- **選定本文**:
::::::::

このフラックス処理装置には、不活性ガス(窒素ガス、アルゴンガス、ネオンガス)のガス供給源239と、ガス供給源239のガスを処理容器301に対して注入するための注入配管240と排出配管241とが設けられている。また、処理容器301内の水素ガスの濃度を測定する水素ガス濃度センサー242とその表示系243とが設けられている。第1の実施形態のフラックス処理装置で設けられていた温度センサー219、温度調整器221は設けられていない。その他の構成は第1の実施形態のフラックス処理装置と同様である。
【0043】
上記構成により、フラックス110′と処理溶液218との反応で発生した水素ガスの濃度を水素ガス濃度センサー242で測定し、水素ガス濃度センサーの出力をもとに、ガス供給源239、注入配管240、排出配管241によって不活性ガスなどを注入し排気を行うことで、処理容器301内の水素ガス濃度を規定の濃度範囲内に、つまり、少なくとも、水素爆発が起こる濃度下限値である4%以上にならないように、制御する。
【0044】
たとえば、処理容器301内の水素ガス濃度が4%に近づいた場合に、処理容器301内のガスを排出配管241より排出するとともに、注入配管240より処理容器301内に窒素ガスを注入することで、水素ガス濃度の上昇を抑える。
【0045】
このようにして、処理容器301内の水素ガス濃度の過剰な上昇を防ぎ、安全を確保しながら、フラックス110′を迅速に除去する処理を行うことができ、育成結晶216を速やかに取り出すことが可能になる。超音波装置を併用すると、さらに処理を早くすることが可能である。
【0046】
図4は本発明の第4の実施形態のフラックス処理装置の構成を示す。
このフラックス処理装置は、上述した第1〜第3の実施形態のフラックス処理装置の構成を併せ持っており、各フラックス処理装置について説明したフラックス処理方法を平行に行う。
【0047】
このフラックス処理装置によれば、処理容器301内の処理溶液218の過剰な温度上昇を2系統で防ぎ、かつ、水素ガス濃度を爆発下限界以下に抑えるので、より安全で且つ処理時間の早いフラックス処理が可能になる。
【0048】
以上、窒化ガリウム結晶をナトリウムフラックスを用いて育成する場合のフラックス処理について説明したが、他のIII族窒化物結晶を育成する場合、他のフラックスを用いる場合についても、同様に処理して同様の効果が得られる。
【産業上の利用可能性】
【0049】
本発明のフラックス処理装置は、フラックス法にてIII族窒化物単結晶を育成した後のフラックスの処理に広く有用である。

::::::::

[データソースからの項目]
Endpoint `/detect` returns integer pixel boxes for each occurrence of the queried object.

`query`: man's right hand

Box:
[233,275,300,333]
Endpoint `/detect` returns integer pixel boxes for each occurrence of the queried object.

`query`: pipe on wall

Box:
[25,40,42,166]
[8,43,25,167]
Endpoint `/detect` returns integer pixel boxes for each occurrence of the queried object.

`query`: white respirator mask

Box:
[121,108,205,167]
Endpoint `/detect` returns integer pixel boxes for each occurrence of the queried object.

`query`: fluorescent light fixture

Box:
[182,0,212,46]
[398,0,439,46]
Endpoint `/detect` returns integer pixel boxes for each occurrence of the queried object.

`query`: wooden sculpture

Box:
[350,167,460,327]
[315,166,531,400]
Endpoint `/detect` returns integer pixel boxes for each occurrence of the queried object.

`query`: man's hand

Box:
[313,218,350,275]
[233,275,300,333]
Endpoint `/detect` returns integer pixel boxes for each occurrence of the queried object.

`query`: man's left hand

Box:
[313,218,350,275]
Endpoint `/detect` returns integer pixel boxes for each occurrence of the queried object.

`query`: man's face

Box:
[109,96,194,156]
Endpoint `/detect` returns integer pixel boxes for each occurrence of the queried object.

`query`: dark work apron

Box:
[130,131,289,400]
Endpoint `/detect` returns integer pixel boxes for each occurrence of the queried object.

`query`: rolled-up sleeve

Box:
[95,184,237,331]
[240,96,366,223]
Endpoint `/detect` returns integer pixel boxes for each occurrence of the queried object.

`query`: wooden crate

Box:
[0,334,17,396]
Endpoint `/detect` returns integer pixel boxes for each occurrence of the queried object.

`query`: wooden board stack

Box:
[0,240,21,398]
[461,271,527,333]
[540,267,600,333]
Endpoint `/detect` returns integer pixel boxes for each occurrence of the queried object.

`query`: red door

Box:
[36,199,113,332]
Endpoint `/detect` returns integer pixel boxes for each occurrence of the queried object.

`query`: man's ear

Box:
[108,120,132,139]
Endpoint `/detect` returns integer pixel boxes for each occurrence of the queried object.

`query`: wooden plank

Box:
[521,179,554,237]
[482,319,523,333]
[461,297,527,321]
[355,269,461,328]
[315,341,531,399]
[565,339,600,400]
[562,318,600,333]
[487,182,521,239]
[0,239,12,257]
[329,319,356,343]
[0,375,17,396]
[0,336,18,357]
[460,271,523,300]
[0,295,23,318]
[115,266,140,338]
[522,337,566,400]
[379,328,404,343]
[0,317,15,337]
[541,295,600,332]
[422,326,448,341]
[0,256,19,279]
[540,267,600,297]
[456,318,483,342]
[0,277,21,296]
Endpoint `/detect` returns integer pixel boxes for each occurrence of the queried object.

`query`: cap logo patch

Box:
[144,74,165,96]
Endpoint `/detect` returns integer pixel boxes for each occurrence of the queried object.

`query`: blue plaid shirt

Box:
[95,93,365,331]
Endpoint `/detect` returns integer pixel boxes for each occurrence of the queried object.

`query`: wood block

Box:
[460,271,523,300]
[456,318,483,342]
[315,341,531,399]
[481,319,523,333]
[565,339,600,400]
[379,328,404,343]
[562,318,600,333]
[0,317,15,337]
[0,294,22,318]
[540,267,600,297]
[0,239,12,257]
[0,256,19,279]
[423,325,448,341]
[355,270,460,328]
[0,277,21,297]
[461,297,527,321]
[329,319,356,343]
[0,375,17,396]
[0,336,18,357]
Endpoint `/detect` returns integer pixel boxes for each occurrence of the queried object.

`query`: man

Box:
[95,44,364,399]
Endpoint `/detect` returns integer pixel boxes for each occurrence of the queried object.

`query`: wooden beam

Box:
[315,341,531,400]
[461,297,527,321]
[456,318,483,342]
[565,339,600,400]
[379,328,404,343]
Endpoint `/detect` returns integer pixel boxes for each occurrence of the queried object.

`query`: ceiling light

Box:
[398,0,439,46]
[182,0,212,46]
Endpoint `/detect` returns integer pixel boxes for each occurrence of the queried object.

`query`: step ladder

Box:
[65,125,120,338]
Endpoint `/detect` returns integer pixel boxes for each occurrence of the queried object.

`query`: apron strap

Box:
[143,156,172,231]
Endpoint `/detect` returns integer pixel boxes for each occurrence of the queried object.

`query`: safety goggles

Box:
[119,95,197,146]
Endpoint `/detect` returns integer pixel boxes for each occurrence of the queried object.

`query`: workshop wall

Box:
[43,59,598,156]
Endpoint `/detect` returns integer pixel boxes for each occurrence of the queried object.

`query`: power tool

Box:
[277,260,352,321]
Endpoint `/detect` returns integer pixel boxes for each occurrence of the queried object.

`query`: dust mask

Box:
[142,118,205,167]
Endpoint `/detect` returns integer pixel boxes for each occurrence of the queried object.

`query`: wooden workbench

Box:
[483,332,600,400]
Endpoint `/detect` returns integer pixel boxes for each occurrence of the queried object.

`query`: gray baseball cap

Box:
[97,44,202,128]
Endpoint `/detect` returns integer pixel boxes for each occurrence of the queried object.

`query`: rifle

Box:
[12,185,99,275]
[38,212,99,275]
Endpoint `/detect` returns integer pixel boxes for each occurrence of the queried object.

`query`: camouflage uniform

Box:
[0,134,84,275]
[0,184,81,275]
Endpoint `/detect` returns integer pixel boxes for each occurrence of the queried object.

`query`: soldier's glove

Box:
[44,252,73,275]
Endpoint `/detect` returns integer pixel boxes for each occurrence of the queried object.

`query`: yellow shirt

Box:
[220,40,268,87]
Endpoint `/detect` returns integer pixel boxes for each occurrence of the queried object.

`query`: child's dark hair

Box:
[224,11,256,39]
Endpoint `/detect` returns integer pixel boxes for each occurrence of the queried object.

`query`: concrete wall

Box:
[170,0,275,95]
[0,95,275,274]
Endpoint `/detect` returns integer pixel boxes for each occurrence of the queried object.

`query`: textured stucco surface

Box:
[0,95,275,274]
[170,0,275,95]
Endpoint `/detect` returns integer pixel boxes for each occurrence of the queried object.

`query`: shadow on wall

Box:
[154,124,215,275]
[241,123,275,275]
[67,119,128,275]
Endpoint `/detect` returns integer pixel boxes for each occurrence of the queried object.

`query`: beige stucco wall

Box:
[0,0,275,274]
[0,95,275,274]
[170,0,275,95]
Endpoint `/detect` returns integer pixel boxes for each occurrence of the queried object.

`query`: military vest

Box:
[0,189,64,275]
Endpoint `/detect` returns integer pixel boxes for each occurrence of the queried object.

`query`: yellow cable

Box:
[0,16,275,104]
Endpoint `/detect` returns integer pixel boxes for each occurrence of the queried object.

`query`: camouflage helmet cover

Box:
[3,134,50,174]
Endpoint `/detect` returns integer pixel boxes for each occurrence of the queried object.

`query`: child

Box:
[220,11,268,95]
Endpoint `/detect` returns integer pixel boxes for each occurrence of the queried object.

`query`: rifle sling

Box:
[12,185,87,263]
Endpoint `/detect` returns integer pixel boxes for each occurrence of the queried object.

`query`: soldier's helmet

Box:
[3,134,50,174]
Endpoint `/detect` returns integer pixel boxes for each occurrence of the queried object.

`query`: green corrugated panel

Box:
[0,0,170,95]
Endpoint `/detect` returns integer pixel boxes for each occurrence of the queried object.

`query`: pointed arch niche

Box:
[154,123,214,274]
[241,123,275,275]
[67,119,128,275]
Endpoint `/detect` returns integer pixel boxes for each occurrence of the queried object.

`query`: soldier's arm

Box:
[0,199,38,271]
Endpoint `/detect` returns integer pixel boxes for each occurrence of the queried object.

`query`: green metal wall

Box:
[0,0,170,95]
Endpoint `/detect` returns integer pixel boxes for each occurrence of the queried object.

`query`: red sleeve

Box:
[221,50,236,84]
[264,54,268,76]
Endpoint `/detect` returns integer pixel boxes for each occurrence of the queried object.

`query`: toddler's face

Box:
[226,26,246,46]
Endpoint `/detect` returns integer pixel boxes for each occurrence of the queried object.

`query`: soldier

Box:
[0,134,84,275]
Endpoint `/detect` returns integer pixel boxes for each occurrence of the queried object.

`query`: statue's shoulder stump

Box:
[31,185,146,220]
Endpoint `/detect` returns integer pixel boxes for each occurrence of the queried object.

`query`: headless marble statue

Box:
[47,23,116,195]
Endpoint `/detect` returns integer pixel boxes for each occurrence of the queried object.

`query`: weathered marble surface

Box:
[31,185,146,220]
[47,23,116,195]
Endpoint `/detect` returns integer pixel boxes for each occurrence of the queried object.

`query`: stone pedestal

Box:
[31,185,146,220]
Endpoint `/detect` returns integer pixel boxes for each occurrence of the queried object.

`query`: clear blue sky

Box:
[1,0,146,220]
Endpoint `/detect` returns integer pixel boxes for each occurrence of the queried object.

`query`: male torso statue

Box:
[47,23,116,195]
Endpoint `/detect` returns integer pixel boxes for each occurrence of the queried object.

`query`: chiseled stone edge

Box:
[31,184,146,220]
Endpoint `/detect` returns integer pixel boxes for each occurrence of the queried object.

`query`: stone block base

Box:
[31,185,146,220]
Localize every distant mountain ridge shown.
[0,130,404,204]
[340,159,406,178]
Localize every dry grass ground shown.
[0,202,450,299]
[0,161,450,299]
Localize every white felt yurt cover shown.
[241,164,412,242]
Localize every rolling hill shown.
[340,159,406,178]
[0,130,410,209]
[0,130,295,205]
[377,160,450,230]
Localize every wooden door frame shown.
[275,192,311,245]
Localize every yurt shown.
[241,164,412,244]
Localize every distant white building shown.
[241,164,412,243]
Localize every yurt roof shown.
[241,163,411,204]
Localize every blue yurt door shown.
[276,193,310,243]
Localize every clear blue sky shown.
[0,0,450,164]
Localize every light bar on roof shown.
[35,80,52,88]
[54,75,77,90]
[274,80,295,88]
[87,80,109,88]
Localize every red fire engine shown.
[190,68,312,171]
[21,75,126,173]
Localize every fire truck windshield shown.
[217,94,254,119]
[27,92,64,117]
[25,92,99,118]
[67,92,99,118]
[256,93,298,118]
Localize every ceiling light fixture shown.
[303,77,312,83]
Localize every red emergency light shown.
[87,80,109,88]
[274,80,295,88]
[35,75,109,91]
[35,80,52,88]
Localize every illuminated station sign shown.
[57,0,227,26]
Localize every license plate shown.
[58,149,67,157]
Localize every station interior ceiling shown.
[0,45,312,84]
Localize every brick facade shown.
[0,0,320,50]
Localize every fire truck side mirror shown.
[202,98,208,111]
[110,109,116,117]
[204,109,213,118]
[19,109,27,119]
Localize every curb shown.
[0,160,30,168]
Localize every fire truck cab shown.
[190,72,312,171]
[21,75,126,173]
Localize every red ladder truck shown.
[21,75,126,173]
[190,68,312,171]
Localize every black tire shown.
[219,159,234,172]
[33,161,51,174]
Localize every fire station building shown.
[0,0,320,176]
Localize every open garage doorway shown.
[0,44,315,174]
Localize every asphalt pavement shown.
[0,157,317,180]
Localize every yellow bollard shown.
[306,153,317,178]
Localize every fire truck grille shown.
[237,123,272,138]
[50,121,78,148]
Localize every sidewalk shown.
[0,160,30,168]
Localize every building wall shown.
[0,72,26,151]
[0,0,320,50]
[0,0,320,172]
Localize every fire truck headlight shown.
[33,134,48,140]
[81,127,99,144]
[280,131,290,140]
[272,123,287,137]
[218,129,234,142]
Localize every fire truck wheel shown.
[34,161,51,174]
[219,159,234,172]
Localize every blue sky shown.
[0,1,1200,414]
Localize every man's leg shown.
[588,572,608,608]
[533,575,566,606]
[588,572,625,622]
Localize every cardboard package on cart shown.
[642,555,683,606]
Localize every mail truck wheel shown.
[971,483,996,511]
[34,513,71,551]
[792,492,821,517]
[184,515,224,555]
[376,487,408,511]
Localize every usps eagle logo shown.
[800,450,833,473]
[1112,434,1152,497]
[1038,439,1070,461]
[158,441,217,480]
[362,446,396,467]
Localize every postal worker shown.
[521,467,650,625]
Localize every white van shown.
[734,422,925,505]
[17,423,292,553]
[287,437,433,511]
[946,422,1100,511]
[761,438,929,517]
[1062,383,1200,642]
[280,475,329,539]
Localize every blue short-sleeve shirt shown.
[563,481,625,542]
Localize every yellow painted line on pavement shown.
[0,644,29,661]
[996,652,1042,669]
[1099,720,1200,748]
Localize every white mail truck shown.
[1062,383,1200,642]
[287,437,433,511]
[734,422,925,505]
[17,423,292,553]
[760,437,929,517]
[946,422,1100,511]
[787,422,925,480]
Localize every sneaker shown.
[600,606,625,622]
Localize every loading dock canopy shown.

::::::::

- **設定課題**:
(a) フラックス処理装置に関する本文によると、水素爆発が起こる水素ガスの濃度下限値は何%ですか。
(b) フラックス処理装置に関する本文から、「このフラックス処理装置には、」で始まり「ックス処理装置と同様である。」で終わる部分を一字一句変えずに書き写してください。

- **課題別回答**:
(a) 4%

(b)
このフラックス処理装置には、不活性ガス(窒素ガス、アルゴンガス、ネオンガス)のガス供給源239と、ガス供給源239のガスを処理容器301に対して注入するための注入配管240と排出配管241とが設けられている。また、処理容器301内の水素ガスの濃度を測定する水素ガス濃度センサー242とその表示系243とが設けられている。第1の実施形態のフラックス処理装置で設けられていた温度センサー219、温度調整器221は設けられていない。その他の構成は第1の実施形態のフラックス処理装置と同様である。